→ GIVEN PROBLEM: Reproduce every line of the records below verbatim, leaving out the picture.

→ PROVIDED ENTRIES:
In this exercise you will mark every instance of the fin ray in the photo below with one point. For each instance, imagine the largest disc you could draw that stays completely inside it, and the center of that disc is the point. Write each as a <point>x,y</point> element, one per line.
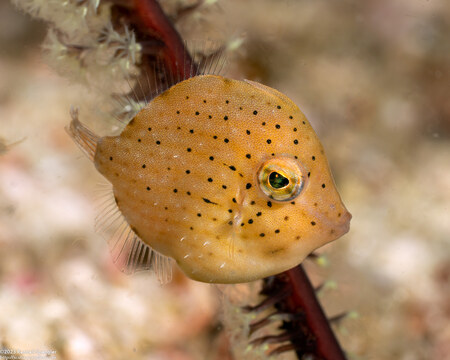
<point>128,252</point>
<point>83,137</point>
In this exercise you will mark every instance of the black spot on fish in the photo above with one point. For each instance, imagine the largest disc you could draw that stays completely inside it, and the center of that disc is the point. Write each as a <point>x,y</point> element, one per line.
<point>209,201</point>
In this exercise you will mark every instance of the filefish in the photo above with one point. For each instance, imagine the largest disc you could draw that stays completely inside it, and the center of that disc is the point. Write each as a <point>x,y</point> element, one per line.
<point>226,177</point>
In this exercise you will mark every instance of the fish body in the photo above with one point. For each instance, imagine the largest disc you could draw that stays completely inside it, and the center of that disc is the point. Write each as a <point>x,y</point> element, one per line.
<point>226,177</point>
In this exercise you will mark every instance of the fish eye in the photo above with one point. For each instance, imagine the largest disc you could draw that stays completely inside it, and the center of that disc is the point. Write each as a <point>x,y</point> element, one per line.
<point>277,180</point>
<point>281,179</point>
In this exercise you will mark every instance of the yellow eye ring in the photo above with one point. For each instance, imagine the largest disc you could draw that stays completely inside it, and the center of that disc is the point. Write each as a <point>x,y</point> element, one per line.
<point>281,179</point>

→ RESULT BELOW:
In this exercise you will mark every instance of the fin ray in the photo below with one point. For each instance, imagine the largest disc you could draw that stays completely inside it, and the center of that disc is the point. Write each as a <point>x,y</point> element, one per line.
<point>128,252</point>
<point>83,137</point>
In this exercise you will mark every instance of the black spot on fish in the photo above with one point. For each instance, imagine the largest disc you could draw that stays completely inside it, and the center of that disc is the point. Write each as a <point>x,y</point> element, one per line.
<point>209,201</point>
In this exercise you will mark every instance of the filefish in the photo above with one point. For each instance, imagine the largest disc you could draw that stays completely inside it, and the center of that disc is the point. Write each as a <point>x,y</point> element, one per line.
<point>226,177</point>
In this exercise you will mark every instance of the fish body in the photo above with one point. For each instance, imagine the largest disc you could draw that stays completely inside it, and the center of that disc is the point. Write each as a <point>x,y</point> element, one per line.
<point>226,177</point>
In this exercise you will mark every instance of the fish eye in the photo above with one point. For each instance, imagine the largest disc you could draw that stays completely inside it, and the center of that disc is the point. Write each as a <point>x,y</point> element, one per line.
<point>277,180</point>
<point>281,179</point>
In this exercise you will mark every instance of the yellow eye ring in the photo above with one point. For each instance, imagine the largest disc you could draw that stays completely inside it, and the center of that disc is the point. Write each as a <point>x,y</point> element, one per line.
<point>281,179</point>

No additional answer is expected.